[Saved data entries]
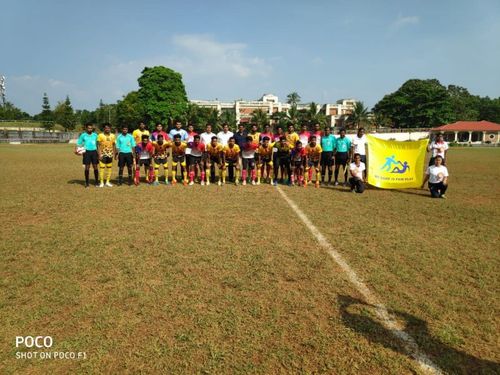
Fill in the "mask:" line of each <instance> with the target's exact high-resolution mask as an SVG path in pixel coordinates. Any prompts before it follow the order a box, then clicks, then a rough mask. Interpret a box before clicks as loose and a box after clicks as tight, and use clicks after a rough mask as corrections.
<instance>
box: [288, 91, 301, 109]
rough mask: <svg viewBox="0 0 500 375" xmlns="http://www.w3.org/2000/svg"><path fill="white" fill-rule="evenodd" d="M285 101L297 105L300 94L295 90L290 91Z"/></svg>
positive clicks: (288, 103)
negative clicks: (295, 90)
mask: <svg viewBox="0 0 500 375" xmlns="http://www.w3.org/2000/svg"><path fill="white" fill-rule="evenodd" d="M286 102H287V103H288V104H291V105H292V106H293V105H295V106H296V105H297V104H299V103H300V95H299V94H298V93H297V92H295V91H294V92H291V93H290V94H288V95H287V96H286Z"/></svg>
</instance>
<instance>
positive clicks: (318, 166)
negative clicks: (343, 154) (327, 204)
mask: <svg viewBox="0 0 500 375" xmlns="http://www.w3.org/2000/svg"><path fill="white" fill-rule="evenodd" d="M305 149H306V155H307V167H306V172H308V173H306V177H307V179H306V182H305V183H311V182H312V173H313V168H314V170H315V171H316V183H315V185H316V187H319V181H320V179H321V172H320V166H319V162H320V160H321V153H322V152H323V149H322V148H321V146H320V145H319V144H317V143H316V136H315V135H311V138H309V143H308V145H307V146H306V147H305Z"/></svg>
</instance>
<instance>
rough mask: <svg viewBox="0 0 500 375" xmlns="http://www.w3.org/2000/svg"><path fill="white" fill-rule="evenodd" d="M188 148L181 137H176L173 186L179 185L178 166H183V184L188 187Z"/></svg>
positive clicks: (172, 169) (173, 176)
mask: <svg viewBox="0 0 500 375" xmlns="http://www.w3.org/2000/svg"><path fill="white" fill-rule="evenodd" d="M186 148H187V143H186V142H181V135H180V134H175V135H174V142H173V143H172V184H174V185H175V184H176V183H177V177H176V176H177V164H179V163H180V165H181V173H182V177H183V180H182V183H183V184H184V185H187V183H188V180H187V168H186Z"/></svg>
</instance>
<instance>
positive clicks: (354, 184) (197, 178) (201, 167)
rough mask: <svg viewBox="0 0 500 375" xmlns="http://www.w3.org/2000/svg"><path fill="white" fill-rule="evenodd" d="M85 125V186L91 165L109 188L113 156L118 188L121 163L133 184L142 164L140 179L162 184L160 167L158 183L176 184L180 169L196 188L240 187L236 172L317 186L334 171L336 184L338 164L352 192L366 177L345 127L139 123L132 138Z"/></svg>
mask: <svg viewBox="0 0 500 375" xmlns="http://www.w3.org/2000/svg"><path fill="white" fill-rule="evenodd" d="M85 130H86V131H85V132H84V133H82V134H81V135H80V137H79V138H78V140H77V143H76V148H75V153H77V154H80V155H83V164H84V165H85V186H86V187H88V186H89V171H90V165H92V166H93V168H94V176H95V180H96V186H99V187H104V186H112V185H111V183H110V178H111V170H112V163H113V159H115V160H118V170H119V172H118V184H119V185H121V184H122V183H123V170H124V168H125V167H127V170H128V182H129V184H132V179H133V182H134V184H136V185H137V184H139V183H140V180H141V177H140V173H141V166H143V167H144V173H145V181H146V182H147V183H149V184H152V185H158V184H159V183H160V176H159V174H160V169H161V168H163V176H162V178H161V181H163V182H164V183H166V184H169V183H170V181H171V183H172V184H176V183H177V181H178V180H177V169H178V167H180V173H181V180H182V182H183V184H184V185H193V184H194V183H195V181H199V183H200V184H202V185H205V184H206V185H209V184H210V183H214V182H216V183H217V184H218V185H223V184H225V183H226V181H227V179H228V180H229V181H230V182H234V183H235V184H239V183H240V177H241V184H242V185H246V184H247V182H249V183H251V184H252V185H259V184H260V183H261V181H262V182H266V183H270V184H274V185H277V183H278V181H280V182H286V183H287V184H289V185H299V186H304V187H305V186H307V185H308V184H314V186H316V187H319V185H320V181H321V182H322V183H325V177H326V175H327V173H326V172H328V180H327V183H328V184H331V180H332V176H333V175H334V176H335V180H334V184H336V185H338V183H339V181H338V175H339V171H340V167H342V168H343V175H344V185H347V175H348V169H349V170H350V174H351V177H350V179H349V182H350V184H351V189H352V190H353V191H357V192H362V191H363V190H364V182H365V181H366V167H365V161H366V152H365V150H366V148H365V143H366V137H365V135H364V129H360V131H359V132H358V134H357V137H356V138H357V140H358V142H356V139H355V140H353V141H352V142H351V140H350V139H349V138H348V137H346V135H345V130H341V131H340V135H339V137H338V138H337V137H335V136H334V135H333V134H332V132H331V129H330V128H328V127H327V128H326V129H325V131H324V132H322V131H320V130H319V125H317V126H316V127H315V131H314V132H309V131H308V130H307V127H306V126H304V127H303V128H302V130H301V132H299V133H297V132H295V130H294V127H293V126H292V125H290V126H289V127H288V131H287V132H284V131H283V129H282V128H281V127H278V128H277V133H271V131H270V127H269V126H266V128H265V131H264V132H261V133H260V132H258V131H257V127H256V126H255V125H253V126H252V130H251V131H250V132H246V130H245V128H244V127H243V125H240V126H239V129H238V131H237V132H236V133H234V134H233V133H232V132H230V131H229V129H228V127H227V125H224V127H223V130H222V131H221V132H219V133H218V134H217V135H216V134H214V133H212V132H211V126H210V125H207V127H206V129H205V130H206V131H205V132H204V133H202V134H197V133H196V132H194V130H193V129H192V128H190V127H188V131H185V130H184V129H182V125H181V123H180V122H177V123H176V126H175V127H174V128H173V129H172V130H171V131H170V132H169V134H167V133H166V132H164V131H163V129H162V126H161V124H158V125H157V127H156V130H155V131H154V132H153V133H152V134H150V133H149V130H147V129H146V127H145V125H144V124H142V123H141V124H140V125H139V128H138V129H136V130H134V132H133V133H132V135H131V134H129V133H128V128H127V127H123V128H122V130H121V133H120V134H119V135H118V136H115V134H113V133H111V127H110V126H109V125H104V128H103V132H102V133H100V134H99V135H98V134H97V133H95V132H94V127H93V125H92V124H88V125H86V129H85ZM353 155H354V158H353ZM351 159H353V162H352V163H350V161H351ZM98 165H99V169H100V173H99V170H98ZM348 166H349V168H348ZM169 168H170V172H169ZM334 168H335V172H334V173H333V169H334ZM313 173H315V180H314V181H313V178H312V177H313ZM99 174H100V183H98V179H99ZM216 174H217V175H218V176H217V177H216ZM169 176H171V180H170V179H169ZM226 177H227V179H226ZM104 180H106V183H105V182H104Z"/></svg>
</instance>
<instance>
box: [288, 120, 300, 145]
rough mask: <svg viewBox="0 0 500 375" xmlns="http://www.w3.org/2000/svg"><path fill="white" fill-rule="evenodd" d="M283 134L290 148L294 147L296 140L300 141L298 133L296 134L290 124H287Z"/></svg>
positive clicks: (295, 131) (294, 128)
mask: <svg viewBox="0 0 500 375" xmlns="http://www.w3.org/2000/svg"><path fill="white" fill-rule="evenodd" d="M285 136H286V141H287V143H288V144H289V145H290V147H292V148H294V147H295V144H296V143H297V141H300V137H299V135H298V134H297V132H296V131H295V128H294V127H293V125H291V124H290V125H288V131H287V132H286V133H285Z"/></svg>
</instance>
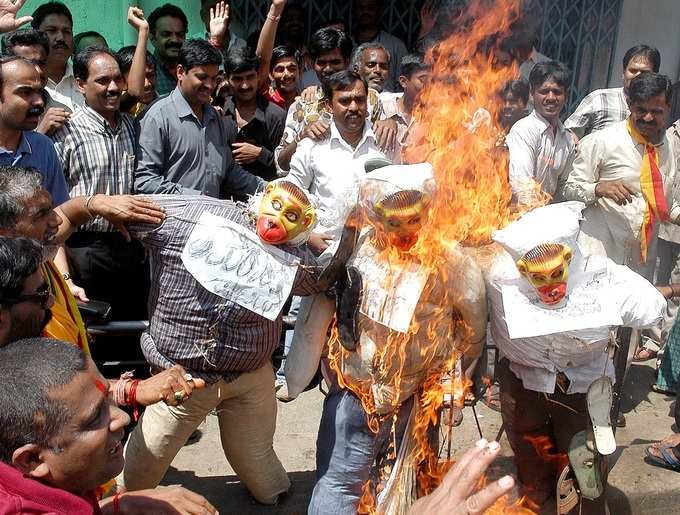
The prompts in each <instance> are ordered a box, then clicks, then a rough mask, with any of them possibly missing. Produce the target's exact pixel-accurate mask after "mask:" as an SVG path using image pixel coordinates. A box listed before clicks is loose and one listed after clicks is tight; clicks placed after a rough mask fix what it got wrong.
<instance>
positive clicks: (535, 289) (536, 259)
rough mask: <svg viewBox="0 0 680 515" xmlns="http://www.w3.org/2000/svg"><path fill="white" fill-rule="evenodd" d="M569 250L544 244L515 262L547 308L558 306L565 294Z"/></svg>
mask: <svg viewBox="0 0 680 515" xmlns="http://www.w3.org/2000/svg"><path fill="white" fill-rule="evenodd" d="M571 257H572V253H571V249H570V248H569V246H568V245H560V244H559V243H544V244H541V245H537V246H536V247H534V248H532V249H531V250H530V251H529V252H527V253H526V254H524V256H522V257H521V258H520V259H519V260H518V261H517V269H518V270H519V272H520V274H522V276H523V277H525V278H526V279H527V281H529V283H530V284H531V286H533V287H534V289H535V290H536V292H537V293H538V296H539V298H540V299H541V302H543V303H544V304H546V305H548V306H554V305H556V304H559V303H560V302H561V301H562V299H564V297H565V296H566V294H567V279H568V278H569V263H571Z"/></svg>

## What you are asked to do
Go through the entries and copy every line that has "after".

## Problem solution
Fill in the "mask:" line of each <instance> with the target's exact high-resolution mask as an SVG path in pixel coordinates. Any prompts before it follow the order a box, then clicks, then a rough mask. Interpret a box before clicks as loose and a box after clicks as tight, and use clicks after a rough mask as corrections.
The prompts in each <instance> are ordered a box, then clicks, then a rough mask, with any of them possibly missing. Produce the target's exact pixel-accurate mask after "mask:" as an SVG path using image pixel coordinates. A box listed before clicks is loose and one listed after clicks is tight; clicks placed after a rough mask fix what it got wrong.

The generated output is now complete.